Citra pariwisata budaya dengan “the Island of Gods” adalah citra lama sejak zaman kolonial, tetapi pariwisata Bali tetap populer karena gambar-gambar perempuan Bali yang sensual yang dipotret oleh foto grapher Jerman pada era kolonial. Pada tahun 1930-1940-an, isu hubungan sejenis menerpa pariwisata Bali yang diikuti dengan penangkapan yang dilakukan pemerintah kolonial terhadap beberapa pelakunya. Pada awal-awal kemerdekaan, isu “hippies” atau wisman yang berperilaku seenaknya menerpa pariwisata Bali, sehingga pemerintah Soeharto mengkampanyekan untuk tidak menerima perilaku bebas wisman. Pada tahun 1990-sekarang, isu-isu tata ruang, lingkungan, dan pengabaian kawasan suci menjadi isu sentral yang membelakangi citra “the Island of Gods”.

Ketersesakan ruang, kekhawatiran terhadap pemborosan sumber daya alam, dan isu lingkungan menjadi isu sentral pariwisata Bali belakangan ini, tetapi di tengah isu tersebut kunjungan wisman terus meningkat menjadi 4 juta lebih wisman pada tahun 2016. Peningkatan kunjungan wisman ini digenjot untuk memenuhi target kunjungan 10 juta wisman pada tahun 2019. Peningkatan kunjungan wisman ini terasa tidak dinikmati masyarakat Bali, sehingga masyarakat kelihatan anti terhadap pembangunan pariwisata. Hal itu terlihat dari kasus reklamasi Teluk Benoa yang ditolak karena manfaatnya lebih kecil daripada dampaknya. Dengan peningkatan kunjungan wisman dan sikap masyarakat Bali yang anti terhadap pengembangan fasilitas pariwisata, apakah Bali benar-benar akan menjadi the Island of Gods?

Untuk menjadi the Island of Gods, Bali perlu membenahi beberapa hal. Satu hal yang teramat penting adalah bahwa Bali sampai saat ini, tidak pernah mengukur daya tampung pariwisata Bali. Berbicara daya tampung, tidak berarti bahwa hanya berbicara tentang daya tampung fisik, yaitu luas wilayah, tetapi juga harus berbicara daya tampung fsikologi, sosial budaya, dan ekonomi. Secara fisik, Bali bisa menampung 10 juta wisman, tetapi tidakkah itu mengganggu fsikologi masyarakat Bali, atau mengganggu sosial budaya dan ekonomi masyarakat Bali? Pertanyaan ini tidak pernah terjawab sampai saat ini.

▶ _LATIHAN TERTULIS 1_
Kembalikan bagian artikel tentang pariwisata Bali yang diawali kata-kata yang memuat "Ketersesakan ruang, kekhawatiran" dan diakhiri dengan "Island of Gods?", tanpa mengubah satu kata pun.
▶ _LATIHAN TERTULIS 2_
Menurut artikel tentang pariwisata Bali, mengapa masyarakat Bali terlihat anti terhadap pembangunan pariwisata, dan kasus apa yang menunjukkan hal itu? Jawablah dalam satu sampai tiga kalimat.
▶ _LATIHAN TERTULIS 3_
Teruskan artikel tentang pariwisata Bali, dimulai tepat setelah kalimat terakhirnya.

▶ _DATA TERSIMPAN_
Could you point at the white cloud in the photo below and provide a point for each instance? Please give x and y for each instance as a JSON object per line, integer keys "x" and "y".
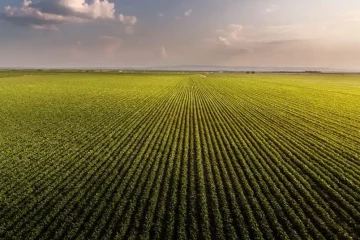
{"x": 271, "y": 9}
{"x": 128, "y": 20}
{"x": 45, "y": 14}
{"x": 164, "y": 54}
{"x": 224, "y": 41}
{"x": 44, "y": 27}
{"x": 129, "y": 30}
{"x": 111, "y": 45}
{"x": 187, "y": 13}
{"x": 231, "y": 34}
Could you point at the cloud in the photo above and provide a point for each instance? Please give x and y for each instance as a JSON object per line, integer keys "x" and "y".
{"x": 271, "y": 9}
{"x": 224, "y": 41}
{"x": 233, "y": 33}
{"x": 164, "y": 54}
{"x": 45, "y": 14}
{"x": 187, "y": 13}
{"x": 111, "y": 45}
{"x": 129, "y": 30}
{"x": 128, "y": 20}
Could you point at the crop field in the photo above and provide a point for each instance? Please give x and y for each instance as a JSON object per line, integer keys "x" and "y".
{"x": 179, "y": 156}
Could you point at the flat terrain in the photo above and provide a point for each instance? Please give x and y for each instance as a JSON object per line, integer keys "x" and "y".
{"x": 179, "y": 156}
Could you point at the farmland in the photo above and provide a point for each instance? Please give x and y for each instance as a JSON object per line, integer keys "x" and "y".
{"x": 179, "y": 156}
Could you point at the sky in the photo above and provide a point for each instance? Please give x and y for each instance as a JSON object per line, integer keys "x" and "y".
{"x": 138, "y": 33}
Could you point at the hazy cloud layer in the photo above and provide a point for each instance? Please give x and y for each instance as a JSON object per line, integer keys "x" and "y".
{"x": 120, "y": 33}
{"x": 46, "y": 14}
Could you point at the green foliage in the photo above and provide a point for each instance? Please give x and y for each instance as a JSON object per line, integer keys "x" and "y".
{"x": 179, "y": 156}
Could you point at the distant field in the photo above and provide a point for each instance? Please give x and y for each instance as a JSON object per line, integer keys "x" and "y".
{"x": 179, "y": 156}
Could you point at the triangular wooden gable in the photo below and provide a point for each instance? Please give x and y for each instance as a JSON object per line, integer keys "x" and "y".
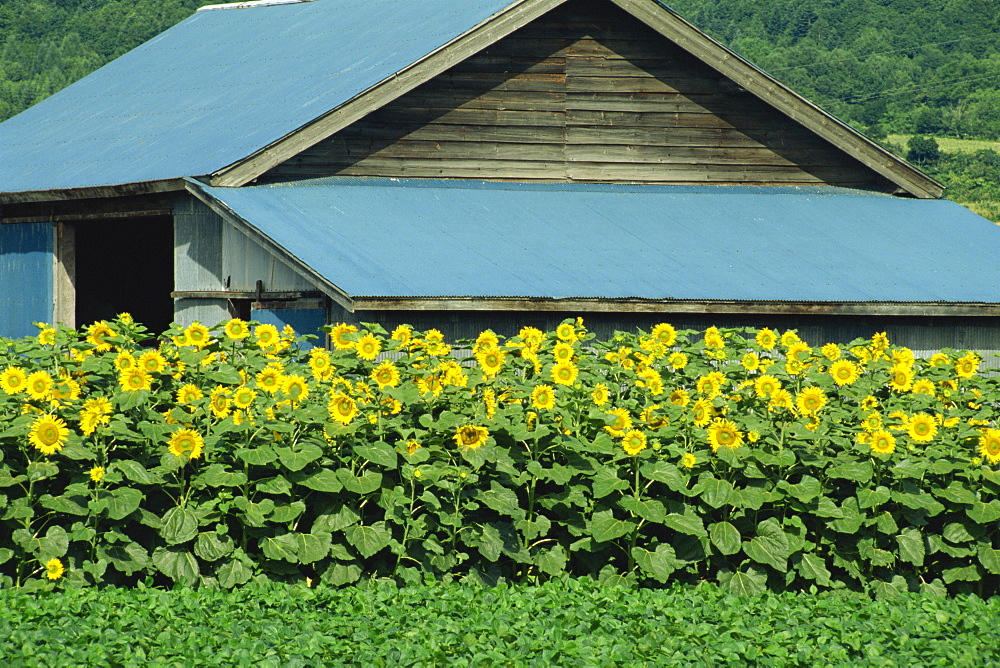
{"x": 585, "y": 91}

▶ _JAWABAN LATIHAN 1_
Ketersesakan ruang, kekhawatiran terhadap pemborosan sumber daya alam, dan isu lingkungan menjadi isu sentral pariwisata Bali belakangan ini, tetapi di tengah isu tersebut kunjungan wisman terus meningkat menjadi 4 juta lebih wisman pada tahun 2016. Peningkatan kunjungan wisman ini digenjot untuk memenuhi target kunjungan 10 juta wisman pada tahun 2019. Peningkatan kunjungan wisman ini terasa tidak dinikmati masyarakat Bali, sehingga masyarakat kelihatan anti terhadap pembangunan pariwisata. Hal itu terlihat dari kasus reklamasi Teluk Benoa yang ditolak karena manfaatnya lebih kecil daripada dampaknya. Dengan peningkatan kunjungan wisman dan sikap masyarakat Bali yang anti terhadap pengembangan fasilitas pariwisata, apakah Bali benar-benar akan menjadi the Island of Gods?

▶ _JAWABAN LATIHAN 2_
Masyarakat Bali terlihat anti terhadap pembangunan pariwisata karena peningkatan kunjungan wisman terasa tidak dinikmati oleh mereka. Hal itu terlihat dari kasus reklamasi Teluk Benoa, yang ditolak karena manfaatnya lebih kecil daripada dampaknya.

▶ _JAWABAN LATIHAN 3_
Jika itu tidak terjawab, bagaimana Bali bisa berbicara tentang the Island of Gods? Secara kultural, masyarakat Bali memiliki keyakinan bahwa Tuhan akan muncul bila terjadi hubungan yang harmonis antara manusia dengan Tuhan, manusia dan lingkungannya. Sebab Tuhan dalam budaya Bali digambarkan sebagai Satyam (kebenaran), Siwam (kesucian), dan Sundaram (keindahan). Ketiga hal itu saling berhubungan, karena itu jika tidak ada kebenaran maka tidak ada kesucian dan keindahan. Demikian juga sebaliknya, jika tidak ada keindahan maka tidak akan ada kesucian dan kebenaran. Jika kesucian telah dilabrak untuk pariwisata maka apakah ada keindahan dan kebenaran lagi? Jika tidak ada kebenaran, kesucian dan keindahan, apakah Tuhan layak menjadi citra Bali?

Oleh karena itu, pembicaraan tentang keharmonisan melalui pengukuran daya tampung Bali menjadi sangat penting. Daya tampung fisik dan fsikologi diukur untuk memenuhi unsur keindahan (sundaram). Daya tampung sosial budaya diukur untuk memenuhi unsur kesucian (siwam), sedangkan daya tampung ekonomi diukur untuk memenuhi unsur kebenaran (satyam), yang terwujud dalam keadilan ekonomi. Apabila daya tampung tersebut telah diukur dengan baik maka Bali sebagai the Island of Gods, akan dapat direncanakan dengan baik.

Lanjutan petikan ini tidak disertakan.